REQUEST 1
Pull out the part of the article on teacher cheating that opens with the words containing "California allows districts" and closes with "current testing began.", and copy it word for word.

One student said he handed his test booklet to that
teacher and then went back to change five answers
after the teacher said, "Why don't you try again?"
• Near Salinas, a Hollister School District teacher
admitted changing about 15 answers.
In the Los Angeles Unified School District, testing
official Esther Wong said her office investigated three
to four potential teacher cheating cases a year. Most
cases were cleared after inquiries showed that "there
were just as many erasures from wrong to right as
right to wrong."
Several years ago at L.A. Unified's Banning High
School in Wilmington, one teacher resigned and a
dozen were disciplined after they showed exam copies
to students before testing.
Statewide, most testing "irregularities" are detected by
a computer analysis flagging classes with unusually
high numbers of erased answers. Investigations can
also start with tips from parents, students or staff.
"People are paying more attention to it in local
districts," Bill Padia, director of policy and evaluation
for the state Department of Education, said of
potential cheating by teachers.
California allows districts to determine punishments,
and most districts, citing privacy, do not disclose those
decisions.
"I'm sure there are some districts who don't take it as
seriously as others, but we don't get involved," said
Les Axelrod of the state Education Department.
Beverly Tucker, California Teachers Assn. chief
counsel for 16 years, said the number of teachers her
office defended against allegations of cheating had
risen. She could recall one or two cases stemming
from the decade before the current testing began.

DATA SECTION
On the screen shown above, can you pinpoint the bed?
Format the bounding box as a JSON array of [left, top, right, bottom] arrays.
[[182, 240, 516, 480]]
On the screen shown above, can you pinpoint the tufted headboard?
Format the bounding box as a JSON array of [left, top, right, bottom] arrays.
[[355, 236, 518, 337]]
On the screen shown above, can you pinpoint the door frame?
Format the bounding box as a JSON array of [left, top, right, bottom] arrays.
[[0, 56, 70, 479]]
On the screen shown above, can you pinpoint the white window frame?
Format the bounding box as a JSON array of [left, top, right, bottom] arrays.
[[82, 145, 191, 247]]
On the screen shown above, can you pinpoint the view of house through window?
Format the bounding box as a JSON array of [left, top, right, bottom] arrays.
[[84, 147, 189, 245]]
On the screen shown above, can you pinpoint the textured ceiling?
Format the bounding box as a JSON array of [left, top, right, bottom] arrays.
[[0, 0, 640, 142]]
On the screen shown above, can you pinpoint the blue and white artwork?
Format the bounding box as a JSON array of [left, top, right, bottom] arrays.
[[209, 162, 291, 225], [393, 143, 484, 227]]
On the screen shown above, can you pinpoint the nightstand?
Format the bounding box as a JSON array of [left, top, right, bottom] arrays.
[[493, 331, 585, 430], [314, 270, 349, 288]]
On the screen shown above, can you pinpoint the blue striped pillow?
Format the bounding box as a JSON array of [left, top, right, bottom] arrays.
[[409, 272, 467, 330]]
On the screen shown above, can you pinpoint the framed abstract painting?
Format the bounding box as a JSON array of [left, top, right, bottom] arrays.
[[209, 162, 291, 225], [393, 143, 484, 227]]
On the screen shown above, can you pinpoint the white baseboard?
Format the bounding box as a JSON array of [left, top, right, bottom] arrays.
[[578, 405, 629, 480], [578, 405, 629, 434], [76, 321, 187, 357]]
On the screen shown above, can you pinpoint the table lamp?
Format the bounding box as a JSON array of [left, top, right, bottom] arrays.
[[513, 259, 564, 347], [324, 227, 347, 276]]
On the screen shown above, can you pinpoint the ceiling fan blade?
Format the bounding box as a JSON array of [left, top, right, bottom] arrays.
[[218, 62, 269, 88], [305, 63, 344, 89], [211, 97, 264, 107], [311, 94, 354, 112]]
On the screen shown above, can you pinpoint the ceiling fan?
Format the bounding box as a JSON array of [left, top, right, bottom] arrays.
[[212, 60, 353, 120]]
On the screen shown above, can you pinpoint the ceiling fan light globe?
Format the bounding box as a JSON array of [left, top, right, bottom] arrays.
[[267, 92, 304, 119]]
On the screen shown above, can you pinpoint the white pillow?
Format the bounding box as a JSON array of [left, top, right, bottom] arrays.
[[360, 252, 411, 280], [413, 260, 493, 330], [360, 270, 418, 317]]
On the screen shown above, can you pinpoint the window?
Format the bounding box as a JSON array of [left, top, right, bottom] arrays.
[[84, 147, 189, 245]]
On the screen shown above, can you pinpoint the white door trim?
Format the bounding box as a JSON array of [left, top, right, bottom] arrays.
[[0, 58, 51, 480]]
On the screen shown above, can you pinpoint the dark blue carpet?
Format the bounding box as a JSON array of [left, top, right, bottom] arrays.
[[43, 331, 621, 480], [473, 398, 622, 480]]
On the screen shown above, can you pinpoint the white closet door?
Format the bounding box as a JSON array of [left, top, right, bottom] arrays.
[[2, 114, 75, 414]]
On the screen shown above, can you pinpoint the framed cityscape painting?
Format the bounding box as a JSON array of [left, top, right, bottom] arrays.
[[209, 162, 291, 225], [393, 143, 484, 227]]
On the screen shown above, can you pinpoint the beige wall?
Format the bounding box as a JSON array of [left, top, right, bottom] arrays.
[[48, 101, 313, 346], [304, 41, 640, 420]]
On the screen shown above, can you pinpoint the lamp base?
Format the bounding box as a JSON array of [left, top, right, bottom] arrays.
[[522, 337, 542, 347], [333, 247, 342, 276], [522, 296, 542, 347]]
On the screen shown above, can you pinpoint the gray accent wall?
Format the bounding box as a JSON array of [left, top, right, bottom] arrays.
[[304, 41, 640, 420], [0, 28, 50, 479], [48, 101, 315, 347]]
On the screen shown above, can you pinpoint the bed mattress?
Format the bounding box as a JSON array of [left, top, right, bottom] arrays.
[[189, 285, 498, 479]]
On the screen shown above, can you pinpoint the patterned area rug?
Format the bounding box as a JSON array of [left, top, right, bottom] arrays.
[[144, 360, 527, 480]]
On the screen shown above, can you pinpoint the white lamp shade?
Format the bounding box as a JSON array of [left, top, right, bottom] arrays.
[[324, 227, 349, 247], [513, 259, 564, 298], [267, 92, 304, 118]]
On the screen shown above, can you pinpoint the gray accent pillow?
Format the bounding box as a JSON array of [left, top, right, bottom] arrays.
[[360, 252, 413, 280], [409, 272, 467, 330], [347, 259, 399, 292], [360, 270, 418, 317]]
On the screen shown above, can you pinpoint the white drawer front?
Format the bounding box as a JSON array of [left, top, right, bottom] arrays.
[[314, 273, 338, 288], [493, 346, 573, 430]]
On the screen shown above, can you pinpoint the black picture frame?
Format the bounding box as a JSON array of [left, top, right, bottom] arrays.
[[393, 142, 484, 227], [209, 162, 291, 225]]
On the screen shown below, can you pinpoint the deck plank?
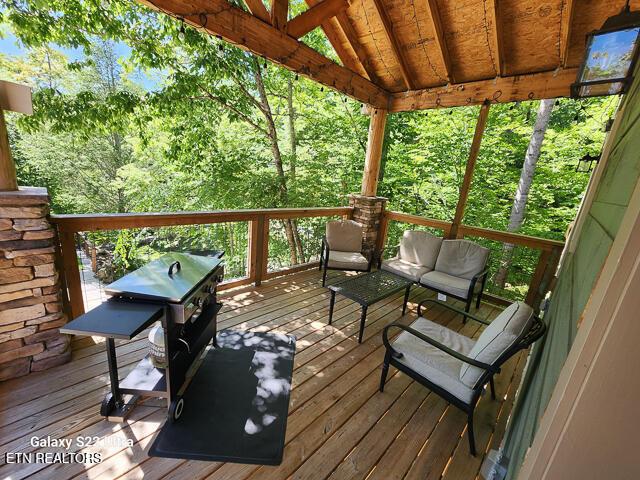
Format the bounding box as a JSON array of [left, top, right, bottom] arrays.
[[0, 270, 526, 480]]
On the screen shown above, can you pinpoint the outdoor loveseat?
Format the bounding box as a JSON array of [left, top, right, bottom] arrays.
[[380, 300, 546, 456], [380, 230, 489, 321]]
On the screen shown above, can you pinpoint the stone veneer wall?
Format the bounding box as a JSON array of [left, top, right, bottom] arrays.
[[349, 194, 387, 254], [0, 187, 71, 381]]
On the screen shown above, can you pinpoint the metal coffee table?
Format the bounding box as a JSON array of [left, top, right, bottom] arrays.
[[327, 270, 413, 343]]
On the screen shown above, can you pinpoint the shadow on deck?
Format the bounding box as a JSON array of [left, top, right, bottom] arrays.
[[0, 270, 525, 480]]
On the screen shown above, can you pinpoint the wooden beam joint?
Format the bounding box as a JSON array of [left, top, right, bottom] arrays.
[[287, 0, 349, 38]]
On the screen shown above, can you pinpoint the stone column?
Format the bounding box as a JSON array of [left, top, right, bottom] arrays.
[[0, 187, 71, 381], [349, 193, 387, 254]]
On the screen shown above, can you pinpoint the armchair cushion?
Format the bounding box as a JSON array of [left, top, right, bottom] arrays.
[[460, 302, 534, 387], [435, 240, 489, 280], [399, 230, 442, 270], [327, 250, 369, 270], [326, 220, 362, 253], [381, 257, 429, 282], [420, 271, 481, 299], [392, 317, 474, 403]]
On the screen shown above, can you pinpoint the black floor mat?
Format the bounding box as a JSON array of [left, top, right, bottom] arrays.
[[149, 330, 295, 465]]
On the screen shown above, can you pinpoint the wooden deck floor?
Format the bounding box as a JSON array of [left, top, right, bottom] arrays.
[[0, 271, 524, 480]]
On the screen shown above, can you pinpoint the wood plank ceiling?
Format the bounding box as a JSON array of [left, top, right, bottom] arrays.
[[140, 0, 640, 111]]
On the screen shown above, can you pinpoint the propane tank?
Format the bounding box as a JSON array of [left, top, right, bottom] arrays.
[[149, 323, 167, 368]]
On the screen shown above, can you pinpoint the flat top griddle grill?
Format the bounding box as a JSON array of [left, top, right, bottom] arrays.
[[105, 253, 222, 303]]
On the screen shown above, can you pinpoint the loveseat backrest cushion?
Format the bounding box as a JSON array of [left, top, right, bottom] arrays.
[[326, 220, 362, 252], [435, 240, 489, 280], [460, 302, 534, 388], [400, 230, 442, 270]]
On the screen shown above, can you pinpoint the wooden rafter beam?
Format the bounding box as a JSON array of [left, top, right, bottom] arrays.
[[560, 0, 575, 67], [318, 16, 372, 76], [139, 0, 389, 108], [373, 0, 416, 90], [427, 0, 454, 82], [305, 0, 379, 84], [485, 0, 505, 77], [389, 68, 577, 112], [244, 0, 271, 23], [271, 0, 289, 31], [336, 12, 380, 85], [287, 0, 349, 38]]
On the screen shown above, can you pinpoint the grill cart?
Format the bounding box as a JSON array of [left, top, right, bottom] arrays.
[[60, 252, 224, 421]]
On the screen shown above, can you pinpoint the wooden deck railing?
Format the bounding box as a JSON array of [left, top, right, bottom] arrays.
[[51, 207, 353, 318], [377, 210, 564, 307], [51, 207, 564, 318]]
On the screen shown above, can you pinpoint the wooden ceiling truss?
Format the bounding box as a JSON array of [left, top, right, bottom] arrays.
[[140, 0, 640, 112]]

--

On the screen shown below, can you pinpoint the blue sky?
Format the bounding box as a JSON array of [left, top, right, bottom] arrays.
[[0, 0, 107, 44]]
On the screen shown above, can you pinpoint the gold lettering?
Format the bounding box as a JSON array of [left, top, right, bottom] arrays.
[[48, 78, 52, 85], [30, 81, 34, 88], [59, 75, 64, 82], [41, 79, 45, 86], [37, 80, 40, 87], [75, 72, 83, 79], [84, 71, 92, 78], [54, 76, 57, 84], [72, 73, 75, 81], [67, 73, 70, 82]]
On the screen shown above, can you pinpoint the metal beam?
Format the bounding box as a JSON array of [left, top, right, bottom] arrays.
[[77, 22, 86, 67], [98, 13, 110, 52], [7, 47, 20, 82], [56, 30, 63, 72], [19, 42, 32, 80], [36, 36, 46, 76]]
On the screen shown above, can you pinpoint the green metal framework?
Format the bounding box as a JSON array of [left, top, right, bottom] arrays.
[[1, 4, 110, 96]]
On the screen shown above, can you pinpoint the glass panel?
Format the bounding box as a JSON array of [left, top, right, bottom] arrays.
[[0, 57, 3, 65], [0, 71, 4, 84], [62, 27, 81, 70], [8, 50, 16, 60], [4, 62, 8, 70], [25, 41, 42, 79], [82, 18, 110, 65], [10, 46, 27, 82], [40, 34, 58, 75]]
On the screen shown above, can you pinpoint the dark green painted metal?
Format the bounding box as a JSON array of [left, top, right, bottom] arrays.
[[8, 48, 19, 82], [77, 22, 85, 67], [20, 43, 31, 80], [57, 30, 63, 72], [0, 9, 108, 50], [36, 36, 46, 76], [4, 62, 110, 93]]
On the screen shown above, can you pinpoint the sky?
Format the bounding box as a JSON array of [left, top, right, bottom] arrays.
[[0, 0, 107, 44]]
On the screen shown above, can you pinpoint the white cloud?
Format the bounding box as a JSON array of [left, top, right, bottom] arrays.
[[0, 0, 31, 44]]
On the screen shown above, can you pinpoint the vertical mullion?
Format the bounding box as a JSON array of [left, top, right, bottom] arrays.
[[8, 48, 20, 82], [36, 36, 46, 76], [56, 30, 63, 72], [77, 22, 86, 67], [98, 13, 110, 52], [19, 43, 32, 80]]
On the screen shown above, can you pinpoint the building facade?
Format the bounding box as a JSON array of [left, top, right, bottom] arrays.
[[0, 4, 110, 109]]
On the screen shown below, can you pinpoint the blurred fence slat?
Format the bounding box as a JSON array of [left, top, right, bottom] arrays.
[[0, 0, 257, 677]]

REQUEST 2
In the records, rewrite the part that opens with the line containing "On the screen shown above, can you pinpoint the white baseboard?" and closes with the line containing "[[513, 259, 564, 347], [324, 227, 347, 276]]", putting "locate" wherever "pinpoint" appears and leaving everything else unchanged.

FINISHED ANSWER 1
California allows districts to determine punishments,
and most districts, citing privacy, do not disclose those
decisions.
"I'm sure there are some districts who don't take it as
seriously as others, but we don't get involved," said
Les Axelrod of the state Education Department.
Beverly Tucker, California Teachers Assn. chief
counsel for 16 years, said the number of teachers her
office defended against allegations of cheating had
risen. She could recall one or two cases stemming
from the decade before the current testing began.

FINISHED ANSWER 2
On the screen shown above, can you locate the white baseboard?
Format the bounding box as a JSON array of [left, top, right, bottom] arrays.
[[578, 405, 629, 480], [578, 405, 629, 434], [76, 321, 187, 357]]
On the screen shown above, can you locate the table lamp?
Format the bounding box as a JSON array of [left, top, right, bottom] arrays.
[[513, 259, 564, 347], [324, 227, 347, 276]]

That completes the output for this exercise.